Tally the lines in the entries below that contain the word "vase". Reply with the count alone.
** Start RECORDS FOR THIS EXERCISE **
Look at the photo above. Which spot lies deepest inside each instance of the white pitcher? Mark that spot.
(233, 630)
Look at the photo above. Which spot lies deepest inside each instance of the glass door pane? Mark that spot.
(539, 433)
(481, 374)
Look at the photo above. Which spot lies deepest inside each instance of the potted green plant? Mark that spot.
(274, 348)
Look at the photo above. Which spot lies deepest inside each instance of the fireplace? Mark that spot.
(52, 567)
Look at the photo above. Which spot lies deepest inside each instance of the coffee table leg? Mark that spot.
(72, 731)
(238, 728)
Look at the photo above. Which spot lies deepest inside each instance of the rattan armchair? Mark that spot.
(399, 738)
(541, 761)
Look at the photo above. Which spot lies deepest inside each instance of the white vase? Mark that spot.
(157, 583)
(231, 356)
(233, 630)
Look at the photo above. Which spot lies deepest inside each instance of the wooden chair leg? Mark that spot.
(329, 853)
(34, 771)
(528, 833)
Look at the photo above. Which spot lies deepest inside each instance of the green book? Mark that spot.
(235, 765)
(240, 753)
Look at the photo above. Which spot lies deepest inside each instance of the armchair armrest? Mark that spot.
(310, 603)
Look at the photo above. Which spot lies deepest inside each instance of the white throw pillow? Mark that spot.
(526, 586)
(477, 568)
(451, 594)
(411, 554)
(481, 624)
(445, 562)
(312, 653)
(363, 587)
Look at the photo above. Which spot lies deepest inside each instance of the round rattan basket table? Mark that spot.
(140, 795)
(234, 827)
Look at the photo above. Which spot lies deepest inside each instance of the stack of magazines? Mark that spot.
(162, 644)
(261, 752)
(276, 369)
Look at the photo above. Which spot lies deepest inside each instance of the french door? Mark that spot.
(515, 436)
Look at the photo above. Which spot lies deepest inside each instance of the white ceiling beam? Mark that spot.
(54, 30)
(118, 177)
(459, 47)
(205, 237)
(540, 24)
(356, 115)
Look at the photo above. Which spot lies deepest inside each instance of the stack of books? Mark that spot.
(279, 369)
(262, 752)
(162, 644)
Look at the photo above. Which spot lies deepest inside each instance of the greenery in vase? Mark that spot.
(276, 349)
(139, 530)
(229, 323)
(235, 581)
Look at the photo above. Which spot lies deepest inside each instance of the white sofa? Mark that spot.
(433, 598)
** End RECORDS FOR THIS EXERCISE **
** Start RECORDS FOR THIS EXERCISE **
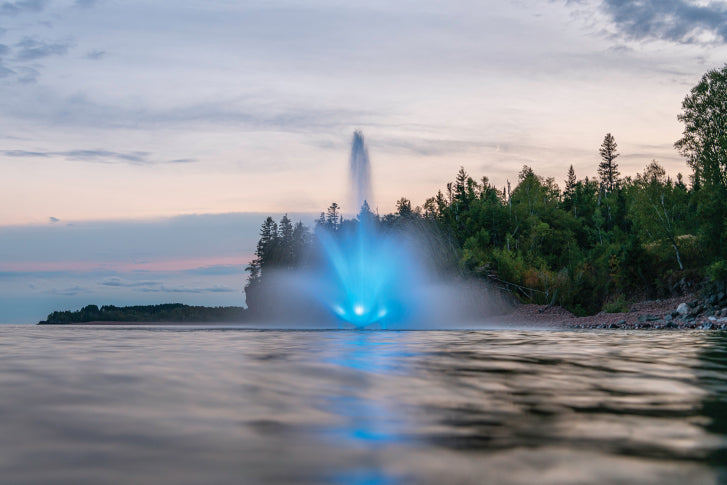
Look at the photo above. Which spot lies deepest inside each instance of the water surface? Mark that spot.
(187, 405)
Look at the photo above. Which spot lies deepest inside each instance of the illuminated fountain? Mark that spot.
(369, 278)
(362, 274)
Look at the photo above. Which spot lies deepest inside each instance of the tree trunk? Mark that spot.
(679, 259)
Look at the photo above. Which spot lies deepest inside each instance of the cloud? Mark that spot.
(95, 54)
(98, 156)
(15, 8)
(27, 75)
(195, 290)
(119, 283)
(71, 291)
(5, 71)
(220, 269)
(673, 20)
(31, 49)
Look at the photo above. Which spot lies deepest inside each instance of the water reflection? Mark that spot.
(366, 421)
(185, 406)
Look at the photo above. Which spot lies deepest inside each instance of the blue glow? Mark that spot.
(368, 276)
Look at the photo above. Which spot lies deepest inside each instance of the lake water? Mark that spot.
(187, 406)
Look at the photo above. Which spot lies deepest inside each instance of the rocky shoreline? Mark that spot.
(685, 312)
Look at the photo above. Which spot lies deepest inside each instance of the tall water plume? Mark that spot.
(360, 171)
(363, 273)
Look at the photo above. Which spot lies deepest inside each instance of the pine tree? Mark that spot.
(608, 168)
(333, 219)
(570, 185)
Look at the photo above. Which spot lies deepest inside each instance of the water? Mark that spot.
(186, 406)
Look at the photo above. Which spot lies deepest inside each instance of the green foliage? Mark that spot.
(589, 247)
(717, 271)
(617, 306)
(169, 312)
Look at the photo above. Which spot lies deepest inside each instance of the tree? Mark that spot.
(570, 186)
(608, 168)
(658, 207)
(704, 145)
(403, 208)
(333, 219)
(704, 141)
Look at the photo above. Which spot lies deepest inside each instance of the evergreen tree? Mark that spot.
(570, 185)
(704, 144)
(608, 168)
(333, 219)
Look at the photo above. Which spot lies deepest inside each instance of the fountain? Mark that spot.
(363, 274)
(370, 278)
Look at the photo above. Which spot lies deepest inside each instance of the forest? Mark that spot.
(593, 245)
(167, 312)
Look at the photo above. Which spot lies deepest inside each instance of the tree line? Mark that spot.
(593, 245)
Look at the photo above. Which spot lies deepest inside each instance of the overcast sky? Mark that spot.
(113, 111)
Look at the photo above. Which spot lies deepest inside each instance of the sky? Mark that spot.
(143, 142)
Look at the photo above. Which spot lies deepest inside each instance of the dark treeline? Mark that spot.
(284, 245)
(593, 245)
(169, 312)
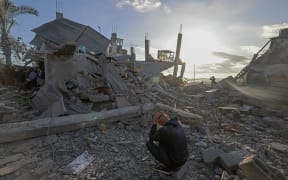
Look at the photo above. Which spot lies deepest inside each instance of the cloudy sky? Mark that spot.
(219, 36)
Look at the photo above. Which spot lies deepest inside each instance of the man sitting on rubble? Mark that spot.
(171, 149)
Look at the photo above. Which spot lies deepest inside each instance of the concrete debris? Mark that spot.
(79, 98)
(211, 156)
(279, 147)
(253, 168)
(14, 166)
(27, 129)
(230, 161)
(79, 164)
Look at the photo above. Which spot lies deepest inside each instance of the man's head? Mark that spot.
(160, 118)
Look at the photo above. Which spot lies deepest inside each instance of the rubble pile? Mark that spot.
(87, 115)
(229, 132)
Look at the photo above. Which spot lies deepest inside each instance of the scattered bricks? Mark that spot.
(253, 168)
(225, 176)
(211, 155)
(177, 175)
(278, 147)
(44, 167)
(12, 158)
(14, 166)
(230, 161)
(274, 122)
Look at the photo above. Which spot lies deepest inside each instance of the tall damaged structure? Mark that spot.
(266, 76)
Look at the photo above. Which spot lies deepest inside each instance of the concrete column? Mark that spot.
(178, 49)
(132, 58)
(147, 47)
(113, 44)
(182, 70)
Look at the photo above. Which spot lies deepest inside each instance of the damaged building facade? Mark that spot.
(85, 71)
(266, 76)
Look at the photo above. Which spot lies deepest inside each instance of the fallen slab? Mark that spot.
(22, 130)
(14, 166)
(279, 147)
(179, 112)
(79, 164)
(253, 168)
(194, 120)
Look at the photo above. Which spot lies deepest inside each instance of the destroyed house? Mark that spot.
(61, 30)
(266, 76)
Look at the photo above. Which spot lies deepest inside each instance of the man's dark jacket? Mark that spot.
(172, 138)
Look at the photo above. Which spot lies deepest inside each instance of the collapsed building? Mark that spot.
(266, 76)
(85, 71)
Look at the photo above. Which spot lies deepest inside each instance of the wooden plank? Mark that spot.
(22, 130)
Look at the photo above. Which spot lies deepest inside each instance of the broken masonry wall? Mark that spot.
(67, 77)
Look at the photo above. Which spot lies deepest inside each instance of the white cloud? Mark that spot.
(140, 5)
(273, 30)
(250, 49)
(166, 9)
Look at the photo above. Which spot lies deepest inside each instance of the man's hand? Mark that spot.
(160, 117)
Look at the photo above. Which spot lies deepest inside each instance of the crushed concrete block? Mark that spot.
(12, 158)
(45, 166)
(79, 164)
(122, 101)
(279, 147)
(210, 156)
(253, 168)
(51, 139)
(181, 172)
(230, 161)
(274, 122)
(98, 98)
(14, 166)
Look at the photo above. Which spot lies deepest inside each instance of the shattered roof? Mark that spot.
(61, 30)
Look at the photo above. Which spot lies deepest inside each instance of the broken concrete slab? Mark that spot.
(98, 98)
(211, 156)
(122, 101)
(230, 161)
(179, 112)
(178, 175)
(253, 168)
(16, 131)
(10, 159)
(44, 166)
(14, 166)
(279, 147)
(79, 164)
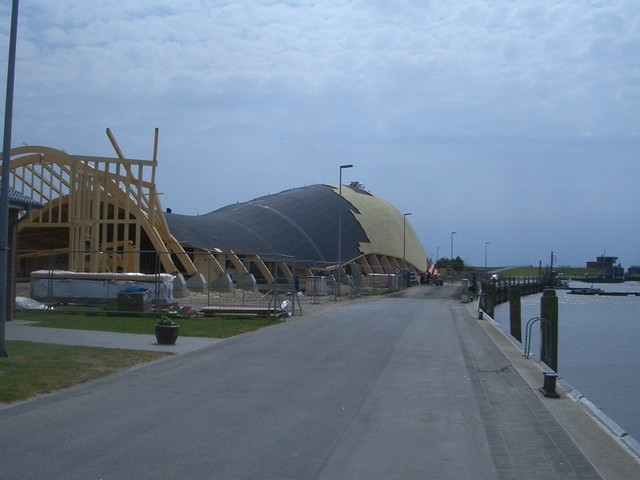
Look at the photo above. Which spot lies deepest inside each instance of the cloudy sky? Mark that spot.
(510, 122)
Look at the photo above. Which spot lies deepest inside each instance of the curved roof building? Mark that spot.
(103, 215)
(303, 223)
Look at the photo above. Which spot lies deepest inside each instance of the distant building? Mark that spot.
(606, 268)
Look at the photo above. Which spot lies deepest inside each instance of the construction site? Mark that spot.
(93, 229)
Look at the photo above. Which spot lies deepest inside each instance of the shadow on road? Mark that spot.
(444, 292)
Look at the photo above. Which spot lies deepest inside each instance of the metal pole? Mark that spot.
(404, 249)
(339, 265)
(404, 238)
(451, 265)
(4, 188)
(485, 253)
** End RECORDS FOR THIS EXERCISE **
### EXERCISE RESPONSE
2